BEGIN Data to use

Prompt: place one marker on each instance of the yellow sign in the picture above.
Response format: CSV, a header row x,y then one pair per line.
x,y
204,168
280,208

END Data to use

* Problem to solve
Each line above is to be repeated exactly.

* Response area
Prompt: place one marker on each instance of the yellow sign in the picture above.
Response format: CSV, a header row x,y then one pair per line.
x,y
204,168
280,208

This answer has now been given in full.